* PROVIDED MATERIAL:
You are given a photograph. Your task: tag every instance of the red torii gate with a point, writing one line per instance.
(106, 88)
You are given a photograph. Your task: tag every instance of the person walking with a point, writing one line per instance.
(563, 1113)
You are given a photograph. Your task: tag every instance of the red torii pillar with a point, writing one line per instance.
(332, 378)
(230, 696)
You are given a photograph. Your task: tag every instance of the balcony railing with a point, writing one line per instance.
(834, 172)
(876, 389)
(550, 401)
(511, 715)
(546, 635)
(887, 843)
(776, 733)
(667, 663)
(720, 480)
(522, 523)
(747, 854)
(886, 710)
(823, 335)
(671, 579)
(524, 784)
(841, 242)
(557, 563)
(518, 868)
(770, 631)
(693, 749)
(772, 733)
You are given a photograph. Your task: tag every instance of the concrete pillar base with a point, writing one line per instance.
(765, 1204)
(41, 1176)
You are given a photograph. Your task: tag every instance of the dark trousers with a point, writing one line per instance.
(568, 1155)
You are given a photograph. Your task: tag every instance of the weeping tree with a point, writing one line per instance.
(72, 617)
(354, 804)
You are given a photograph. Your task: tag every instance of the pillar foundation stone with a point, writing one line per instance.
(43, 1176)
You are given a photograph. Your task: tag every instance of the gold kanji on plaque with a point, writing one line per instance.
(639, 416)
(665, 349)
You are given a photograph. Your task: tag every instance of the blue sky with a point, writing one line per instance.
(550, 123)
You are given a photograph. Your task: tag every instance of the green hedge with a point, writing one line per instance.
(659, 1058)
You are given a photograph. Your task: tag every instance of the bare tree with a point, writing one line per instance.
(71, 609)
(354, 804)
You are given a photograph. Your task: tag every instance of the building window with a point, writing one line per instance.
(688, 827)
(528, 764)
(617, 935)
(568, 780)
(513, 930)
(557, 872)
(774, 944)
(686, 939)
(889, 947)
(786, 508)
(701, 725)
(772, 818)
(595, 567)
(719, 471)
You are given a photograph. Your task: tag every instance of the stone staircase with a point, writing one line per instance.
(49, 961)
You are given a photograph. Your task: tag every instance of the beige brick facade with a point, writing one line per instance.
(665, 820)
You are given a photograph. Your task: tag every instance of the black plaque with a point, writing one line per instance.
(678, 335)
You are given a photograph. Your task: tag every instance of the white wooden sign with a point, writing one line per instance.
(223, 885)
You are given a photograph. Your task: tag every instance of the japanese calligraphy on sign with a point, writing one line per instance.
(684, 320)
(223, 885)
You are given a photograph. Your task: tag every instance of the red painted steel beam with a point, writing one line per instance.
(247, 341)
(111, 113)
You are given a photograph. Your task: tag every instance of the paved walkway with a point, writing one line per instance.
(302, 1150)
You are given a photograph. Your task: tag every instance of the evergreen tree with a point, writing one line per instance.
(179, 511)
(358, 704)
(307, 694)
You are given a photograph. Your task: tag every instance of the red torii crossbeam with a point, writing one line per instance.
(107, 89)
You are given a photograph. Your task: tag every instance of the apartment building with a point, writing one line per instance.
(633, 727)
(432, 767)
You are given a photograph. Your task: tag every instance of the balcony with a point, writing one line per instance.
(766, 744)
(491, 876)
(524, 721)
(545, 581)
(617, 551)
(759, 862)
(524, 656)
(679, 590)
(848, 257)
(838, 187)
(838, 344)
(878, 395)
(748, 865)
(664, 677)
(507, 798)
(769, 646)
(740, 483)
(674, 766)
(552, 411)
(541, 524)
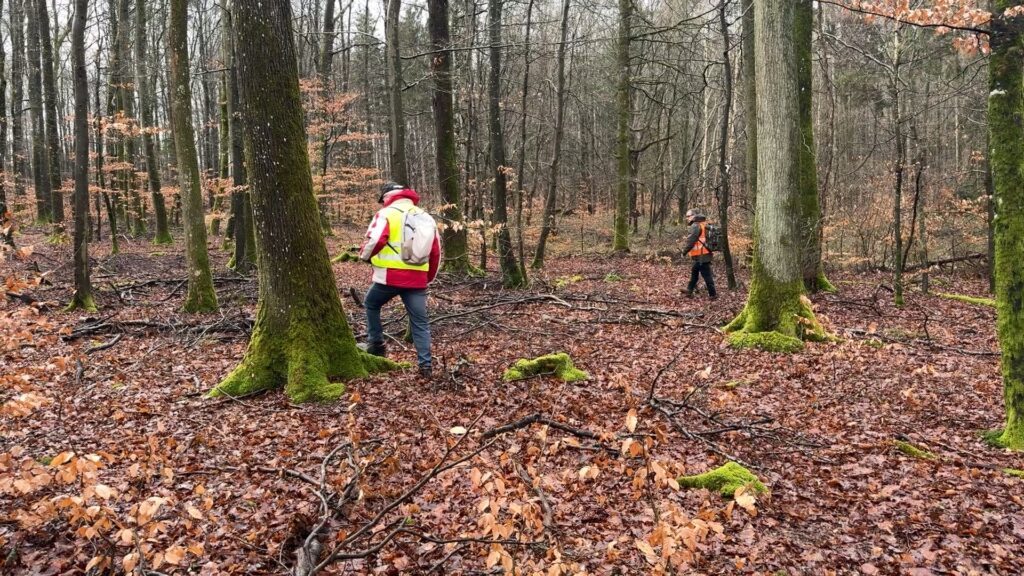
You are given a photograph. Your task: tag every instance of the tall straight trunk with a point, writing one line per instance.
(301, 339)
(776, 317)
(520, 170)
(399, 166)
(327, 47)
(750, 101)
(18, 153)
(83, 287)
(724, 194)
(810, 207)
(621, 233)
(513, 275)
(40, 160)
(899, 169)
(1006, 125)
(50, 100)
(3, 125)
(455, 233)
(201, 295)
(146, 97)
(549, 199)
(244, 258)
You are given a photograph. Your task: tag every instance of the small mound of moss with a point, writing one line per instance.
(968, 299)
(912, 451)
(724, 480)
(768, 341)
(558, 364)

* WHAT THIS TASK INVOLVES: Nothing but the pictures is to be left out; repeat the data exactly.

* PROBLEM SOLUTION:
You are given a photograph. Your task: tag every instance of the red torii gate with a point, writing one line per instance.
(106, 88)
You are given a photograph. Your task: tag every instance of the person walking with a point, writing one line per instance.
(563, 1113)
You are given a photograph. Your task: tag every instance of the red torii pillar with a point, writing one line per instance.
(332, 378)
(230, 696)
You are given a photograph. Your task: tag every instance of the balcony railing with a point, writing one line per instance.
(834, 172)
(876, 389)
(550, 401)
(511, 715)
(546, 635)
(887, 843)
(776, 733)
(667, 663)
(720, 480)
(522, 523)
(747, 854)
(886, 710)
(823, 335)
(671, 579)
(524, 784)
(841, 242)
(557, 563)
(518, 868)
(770, 631)
(693, 749)
(772, 733)
You are given a photograph. Your task: tag every instance of the concrete pillar base with a point, writing one line per instance.
(765, 1204)
(41, 1176)
You are given a photograph. Your task: tag every instance of the dark trousers with a point, writing one line per instance.
(568, 1155)
You are given a photograph. Your task: tag every instance of the weeping tree with a point, writing one line per instance.
(72, 617)
(354, 804)
You are given a photograph. Your task: tag every instance of the pillar foundation stone with a point, writing one line per instance.
(43, 1176)
You are given a photograph. Your task: tag every instance of the gold kanji on plaque with a point, writing one line per instance.
(639, 416)
(665, 349)
You are given a photograph. Your task: tag every instance of the blue sky with a point, writing one line per instance.
(550, 123)
You are given a photograph. Your task: tag every instance of the green hedge with a point, writing one line per instance.
(659, 1058)
You are given a photograph. Your task: tag every instance of the bare tree with a point, writing one line per instance.
(71, 609)
(354, 804)
You are given a photograph. Your task: tag every instance of the building window with a point, writing one line per instance.
(688, 827)
(528, 764)
(617, 935)
(568, 780)
(513, 930)
(557, 872)
(774, 944)
(686, 939)
(889, 947)
(786, 508)
(701, 725)
(772, 818)
(595, 567)
(719, 471)
You are given a photograph. Your task: tag every instance of the stone staircase with a point, writing one line per instance.
(49, 961)
You are given a photograph. Your task: tag every instance of the beige brick facade with a point, writing one line per instance.
(665, 820)
You are given a photograph. Your task: tag every instance of the black plaque with a point, writing one line per instance.
(678, 335)
You are given a photograph. Your task: tag every instance of the white wooden sign with a point, writing one line per instance.
(223, 885)
You are given a photograph. Your task: tag every instance of the japanese calligraphy on sign with a point, writing one line per instance.
(684, 320)
(223, 885)
You are given a photograph. Your task: tag every instance of the red painted steel beam with a point, writing one line per instance.
(247, 341)
(111, 113)
You are given a photograph. Your task: tag every instance of the paved walkway with a point, writing one line per instance.
(302, 1150)
You are given a photograph. Your task: tag every instance of the evergreen tree with a point, writing one line per instance.
(179, 511)
(358, 704)
(307, 694)
You are given a photograph. Your task: tag every instance of the red torii crossbeam with a point, writing one line per instance.
(107, 89)
You are given a photograph. Your task: tag every instance of the apartment building with a point, writing one line per instance.
(633, 727)
(432, 767)
You are given a photograph. Your task: tag every instance of the balcony with a point, writing one line per instance.
(766, 744)
(491, 876)
(524, 721)
(545, 581)
(617, 551)
(759, 862)
(524, 656)
(679, 590)
(848, 257)
(838, 187)
(838, 344)
(878, 395)
(748, 865)
(664, 677)
(507, 798)
(769, 646)
(740, 483)
(674, 766)
(552, 411)
(541, 524)
You are given a photograph. Your task: tag every instance of the tall straight trunk with a point, writing one line per instance.
(301, 339)
(776, 317)
(520, 170)
(399, 166)
(327, 47)
(750, 101)
(18, 153)
(83, 287)
(724, 194)
(810, 207)
(621, 233)
(513, 275)
(40, 160)
(899, 169)
(1006, 125)
(50, 100)
(3, 125)
(455, 233)
(201, 295)
(146, 97)
(549, 199)
(244, 258)
You are given a photograph. Your task: tag every instance of the small mound of moss with a point, writing one line per instance.
(968, 299)
(912, 451)
(724, 480)
(768, 341)
(558, 364)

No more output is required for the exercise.